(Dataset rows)

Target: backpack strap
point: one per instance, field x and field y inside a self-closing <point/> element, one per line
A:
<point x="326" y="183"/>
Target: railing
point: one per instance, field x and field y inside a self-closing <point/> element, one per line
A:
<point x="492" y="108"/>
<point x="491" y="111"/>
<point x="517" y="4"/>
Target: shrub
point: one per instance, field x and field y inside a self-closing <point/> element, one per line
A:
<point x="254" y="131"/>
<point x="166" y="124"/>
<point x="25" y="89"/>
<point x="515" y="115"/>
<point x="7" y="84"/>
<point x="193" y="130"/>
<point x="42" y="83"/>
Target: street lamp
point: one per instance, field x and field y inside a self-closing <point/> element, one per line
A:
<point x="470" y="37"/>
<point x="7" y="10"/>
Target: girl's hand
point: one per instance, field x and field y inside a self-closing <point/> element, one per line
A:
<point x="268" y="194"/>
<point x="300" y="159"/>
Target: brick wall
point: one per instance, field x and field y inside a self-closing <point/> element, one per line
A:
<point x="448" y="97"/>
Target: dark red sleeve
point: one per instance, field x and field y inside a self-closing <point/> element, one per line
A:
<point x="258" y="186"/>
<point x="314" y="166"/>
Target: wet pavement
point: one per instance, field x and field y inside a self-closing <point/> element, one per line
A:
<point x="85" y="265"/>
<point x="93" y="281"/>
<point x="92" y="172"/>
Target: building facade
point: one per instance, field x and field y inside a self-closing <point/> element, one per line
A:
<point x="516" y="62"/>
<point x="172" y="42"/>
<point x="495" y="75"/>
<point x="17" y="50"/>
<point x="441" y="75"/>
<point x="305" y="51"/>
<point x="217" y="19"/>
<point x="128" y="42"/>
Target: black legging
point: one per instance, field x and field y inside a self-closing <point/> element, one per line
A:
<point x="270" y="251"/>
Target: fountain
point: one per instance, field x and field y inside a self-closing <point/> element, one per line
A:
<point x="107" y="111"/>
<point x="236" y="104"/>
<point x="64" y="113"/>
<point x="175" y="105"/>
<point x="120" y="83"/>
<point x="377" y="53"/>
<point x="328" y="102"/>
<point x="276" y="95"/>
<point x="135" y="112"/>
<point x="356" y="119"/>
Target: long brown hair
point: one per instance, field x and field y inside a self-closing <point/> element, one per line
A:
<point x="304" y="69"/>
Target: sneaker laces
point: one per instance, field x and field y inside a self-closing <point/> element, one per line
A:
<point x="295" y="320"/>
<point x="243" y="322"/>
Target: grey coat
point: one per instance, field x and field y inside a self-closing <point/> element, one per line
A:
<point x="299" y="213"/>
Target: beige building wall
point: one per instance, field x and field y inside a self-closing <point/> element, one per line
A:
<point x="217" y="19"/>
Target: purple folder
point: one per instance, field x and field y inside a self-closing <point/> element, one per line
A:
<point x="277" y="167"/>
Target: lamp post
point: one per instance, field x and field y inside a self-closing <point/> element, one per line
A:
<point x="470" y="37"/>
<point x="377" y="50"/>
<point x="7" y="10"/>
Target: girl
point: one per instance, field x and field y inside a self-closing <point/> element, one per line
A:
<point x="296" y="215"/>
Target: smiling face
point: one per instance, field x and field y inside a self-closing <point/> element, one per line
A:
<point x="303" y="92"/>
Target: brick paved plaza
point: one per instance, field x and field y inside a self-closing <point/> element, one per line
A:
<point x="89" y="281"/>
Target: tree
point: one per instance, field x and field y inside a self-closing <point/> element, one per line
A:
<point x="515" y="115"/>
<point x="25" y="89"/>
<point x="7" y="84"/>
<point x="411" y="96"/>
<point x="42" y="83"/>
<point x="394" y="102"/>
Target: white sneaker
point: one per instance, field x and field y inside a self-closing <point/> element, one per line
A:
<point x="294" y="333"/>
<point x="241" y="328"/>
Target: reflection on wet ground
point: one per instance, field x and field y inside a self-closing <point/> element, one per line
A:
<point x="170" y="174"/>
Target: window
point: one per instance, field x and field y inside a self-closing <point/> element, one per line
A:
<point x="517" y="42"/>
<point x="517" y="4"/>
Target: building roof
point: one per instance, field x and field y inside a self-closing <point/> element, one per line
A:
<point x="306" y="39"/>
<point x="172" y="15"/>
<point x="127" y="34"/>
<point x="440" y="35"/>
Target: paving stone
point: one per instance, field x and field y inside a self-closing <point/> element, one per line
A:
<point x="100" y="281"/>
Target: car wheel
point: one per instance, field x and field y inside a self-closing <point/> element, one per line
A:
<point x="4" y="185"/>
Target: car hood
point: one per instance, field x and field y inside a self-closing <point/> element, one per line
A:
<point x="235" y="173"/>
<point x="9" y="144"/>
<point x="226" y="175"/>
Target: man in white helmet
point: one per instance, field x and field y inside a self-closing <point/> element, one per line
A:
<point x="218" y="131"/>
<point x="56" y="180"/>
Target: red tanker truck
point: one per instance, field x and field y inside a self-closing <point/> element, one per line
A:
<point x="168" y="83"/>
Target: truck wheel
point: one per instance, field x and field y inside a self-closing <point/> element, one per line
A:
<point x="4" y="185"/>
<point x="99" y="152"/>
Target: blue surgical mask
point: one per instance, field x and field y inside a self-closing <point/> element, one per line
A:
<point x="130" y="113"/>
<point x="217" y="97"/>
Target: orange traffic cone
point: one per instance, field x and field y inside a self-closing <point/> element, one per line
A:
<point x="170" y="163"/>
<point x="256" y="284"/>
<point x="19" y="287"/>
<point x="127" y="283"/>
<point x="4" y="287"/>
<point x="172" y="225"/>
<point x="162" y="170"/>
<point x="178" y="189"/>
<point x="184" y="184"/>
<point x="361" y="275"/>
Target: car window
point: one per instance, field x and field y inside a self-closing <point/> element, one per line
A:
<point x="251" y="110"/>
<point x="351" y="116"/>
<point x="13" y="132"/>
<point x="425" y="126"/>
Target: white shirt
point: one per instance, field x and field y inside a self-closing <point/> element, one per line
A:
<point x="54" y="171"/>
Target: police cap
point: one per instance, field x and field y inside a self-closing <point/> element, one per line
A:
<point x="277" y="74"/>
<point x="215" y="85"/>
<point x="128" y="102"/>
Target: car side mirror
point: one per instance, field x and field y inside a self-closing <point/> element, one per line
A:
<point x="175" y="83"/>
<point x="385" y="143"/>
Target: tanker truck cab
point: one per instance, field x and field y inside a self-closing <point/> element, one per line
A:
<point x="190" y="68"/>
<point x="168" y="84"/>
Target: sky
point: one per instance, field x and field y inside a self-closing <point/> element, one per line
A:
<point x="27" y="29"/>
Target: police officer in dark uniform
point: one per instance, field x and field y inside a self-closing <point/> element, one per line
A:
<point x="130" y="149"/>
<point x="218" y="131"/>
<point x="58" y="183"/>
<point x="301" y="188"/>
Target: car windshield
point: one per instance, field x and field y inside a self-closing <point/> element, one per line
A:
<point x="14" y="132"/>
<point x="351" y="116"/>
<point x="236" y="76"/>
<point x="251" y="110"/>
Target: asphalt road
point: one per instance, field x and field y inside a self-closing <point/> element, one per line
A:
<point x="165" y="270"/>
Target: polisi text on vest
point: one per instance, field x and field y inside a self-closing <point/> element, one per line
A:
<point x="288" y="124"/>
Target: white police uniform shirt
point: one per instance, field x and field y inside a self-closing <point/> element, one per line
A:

(Aim) Copy out all the entries shown above, character for character.

(Solution to the exercise)
Target: backpack strap
point: one per instance, field x and field y inside a self-closing <point/> element, one per line
A:
<point x="326" y="183"/>
Target: railing
point: one per instance, field x and field y inside a self-closing <point/> element, one per line
A:
<point x="492" y="108"/>
<point x="491" y="111"/>
<point x="517" y="4"/>
Target: shrub
point: one per instance, field x and field y inside a self-closing <point/> element, one per line
A:
<point x="254" y="131"/>
<point x="166" y="124"/>
<point x="25" y="89"/>
<point x="515" y="115"/>
<point x="7" y="84"/>
<point x="193" y="130"/>
<point x="42" y="83"/>
Target: street lamp
point: one per instance, field x and field y inside a self-closing <point/> element, one per line
A:
<point x="470" y="37"/>
<point x="7" y="10"/>
Target: girl's hand
point: one per instance, field x and field y inside a self-closing <point/> element, one per line
A:
<point x="268" y="194"/>
<point x="300" y="159"/>
Target: brick wall
point: one per instance, field x and field y inside a self-closing <point/> element, one per line
A:
<point x="448" y="97"/>
Target: dark red sleeve
point: one per instance, field x and field y inside a self-closing <point/> element, one per line
A:
<point x="258" y="186"/>
<point x="314" y="166"/>
Target: wet pavement
point: one per instance, field x and field y inside a self-closing <point/> element, one per line
A:
<point x="85" y="265"/>
<point x="93" y="281"/>
<point x="92" y="172"/>
Target: building facade
point: one per instance, field x and field y inside a self-closing <point/> element, one per line
A:
<point x="516" y="62"/>
<point x="172" y="42"/>
<point x="495" y="75"/>
<point x="17" y="50"/>
<point x="441" y="75"/>
<point x="305" y="51"/>
<point x="217" y="19"/>
<point x="128" y="42"/>
Target: black legging
point: one per instance, field x and field y inside a self-closing <point/> element, one per line
A:
<point x="270" y="251"/>
Target: fountain
point: one per instance, field x and field y inside a self-closing <point/> element, one per line
A:
<point x="107" y="111"/>
<point x="236" y="104"/>
<point x="64" y="113"/>
<point x="175" y="105"/>
<point x="120" y="83"/>
<point x="377" y="53"/>
<point x="328" y="102"/>
<point x="276" y="95"/>
<point x="135" y="112"/>
<point x="356" y="119"/>
Target: long brown hair
point: one per instance, field x and field y inside a self-closing <point/> element, one per line
A:
<point x="304" y="69"/>
Target: sneaker laces
point: one per instance, field x and field y inside a self-closing <point/> element, one per line
A:
<point x="295" y="320"/>
<point x="243" y="322"/>
Target: grey coat
point: one per instance, field x and field y inside a self-closing <point/> element, one per line
A:
<point x="299" y="213"/>
Target: beige building wall
point: one per instance, field x and field y inside a self-closing <point/> element, one per line
A:
<point x="217" y="19"/>
Target: purple folder
point: one per instance, field x and field y inside a self-closing <point/> element, one per line
A:
<point x="277" y="167"/>
Target: lamp post
point: one per instance, field x and field y inside a self-closing <point/> element, one per line
A:
<point x="470" y="37"/>
<point x="377" y="50"/>
<point x="7" y="10"/>
Target: girl
point: one per instance, field x and field y inside a self-closing <point/> element, one per line
A:
<point x="296" y="215"/>
Target: smiling face
point: one per instance, field x and field y inside a self-closing <point/> element, one per line
A:
<point x="303" y="92"/>
Target: brick paved plaza
point: one per instance, field x and field y inside a self-closing <point/> element, one per line
A:
<point x="89" y="281"/>
Target: tree
point: one per instance, field x and field y inside a self-closing <point/> element, one per line
A:
<point x="515" y="115"/>
<point x="25" y="89"/>
<point x="7" y="84"/>
<point x="411" y="96"/>
<point x="42" y="83"/>
<point x="394" y="102"/>
Target: white sneaker
point: one per instance, field x and field y inside a self-closing <point/> element, one per line
A:
<point x="294" y="333"/>
<point x="241" y="328"/>
Target: reflection on wet ground
point: one per instance, field x and field y inside a self-closing <point/> element, one per line
A:
<point x="170" y="174"/>
Target: window
point: one per instance, field x and field y inside a self-closing <point/> element, one per line
A:
<point x="517" y="42"/>
<point x="517" y="4"/>
Target: building roof
point: one per instance, field x and field y inside a self-closing <point/> element, one per line
A:
<point x="306" y="39"/>
<point x="172" y="15"/>
<point x="127" y="34"/>
<point x="440" y="35"/>
Target: paving stone
point: one per instance, field x and field y inside a self-closing <point/> element, one per line
A:
<point x="100" y="281"/>
Target: car wheel
point: one per instance, field x and field y inside a self-closing <point/> element, one per line
A:
<point x="4" y="185"/>
Target: car hood
point: one per instance, field x and field y inside a self-closing <point/> element, one per line
A:
<point x="235" y="173"/>
<point x="9" y="144"/>
<point x="226" y="175"/>
Target: man in white helmet
point: one per instance, field x and field y inside a self-closing <point/> element, one per line
A:
<point x="218" y="131"/>
<point x="56" y="180"/>
Target: red tanker truck
point: one per instance, field x and field y inside a self-closing <point/> element, one per line
A:
<point x="168" y="83"/>
Target: truck wheel
point: one per instance, field x and field y inside a self-closing <point/> element, one per line
A:
<point x="4" y="185"/>
<point x="99" y="152"/>
Target: blue surgical mask
point: one per instance, field x and field y inside a self-closing <point/> element, one per line
A:
<point x="130" y="113"/>
<point x="217" y="97"/>
Target: orange traffic cone
point: one per instance, field x and field y inside a self-closing <point/> element, one per line
A:
<point x="170" y="163"/>
<point x="256" y="284"/>
<point x="19" y="287"/>
<point x="127" y="283"/>
<point x="4" y="287"/>
<point x="172" y="225"/>
<point x="162" y="170"/>
<point x="178" y="189"/>
<point x="184" y="184"/>
<point x="361" y="275"/>
Target: car window
point: one per instance, field x and field y inside a self-closing <point/> element, one per line
A:
<point x="251" y="110"/>
<point x="351" y="116"/>
<point x="13" y="132"/>
<point x="425" y="126"/>
Target: white shirt
point: one per instance, field x and field y inside a self-closing <point/> element, one per line
A:
<point x="54" y="171"/>
Target: police cap
point: one per instance, field x and field y inside a self-closing <point/> element, one per line
A:
<point x="277" y="74"/>
<point x="215" y="85"/>
<point x="128" y="102"/>
Target: car side mirror
point: one per instance, field x and field y inside a self-closing <point/> element, one per line
A:
<point x="175" y="83"/>
<point x="385" y="143"/>
Target: tanker truck cab
point: one per instance, field x and field y inside a self-closing <point/> element, one per line
A:
<point x="190" y="68"/>
<point x="168" y="84"/>
Target: sky
point: one per instance, field x and field y inside a self-closing <point/> element, one per line
A:
<point x="27" y="29"/>
Target: police officer in dark uniform
point: one per instance, field x and field y inside a self-closing <point/> element, one per line
A:
<point x="130" y="149"/>
<point x="218" y="131"/>
<point x="58" y="183"/>
<point x="301" y="188"/>
Target: car windshield
point: one per instance, field x and field y inside a self-closing <point/> element, one per line
A:
<point x="14" y="132"/>
<point x="351" y="116"/>
<point x="236" y="76"/>
<point x="251" y="110"/>
Target: asphalt road
point: one per instance, field x and field y inside a self-closing <point/> element, one per line
A:
<point x="165" y="270"/>
Target: polisi text on vest
point: one per instance, field x and field y inside a self-closing <point/> element, one per line
A:
<point x="288" y="124"/>
Target: white police uniform shirt
point: one per instance, field x and field y inside a self-closing <point/> element, one per line
A:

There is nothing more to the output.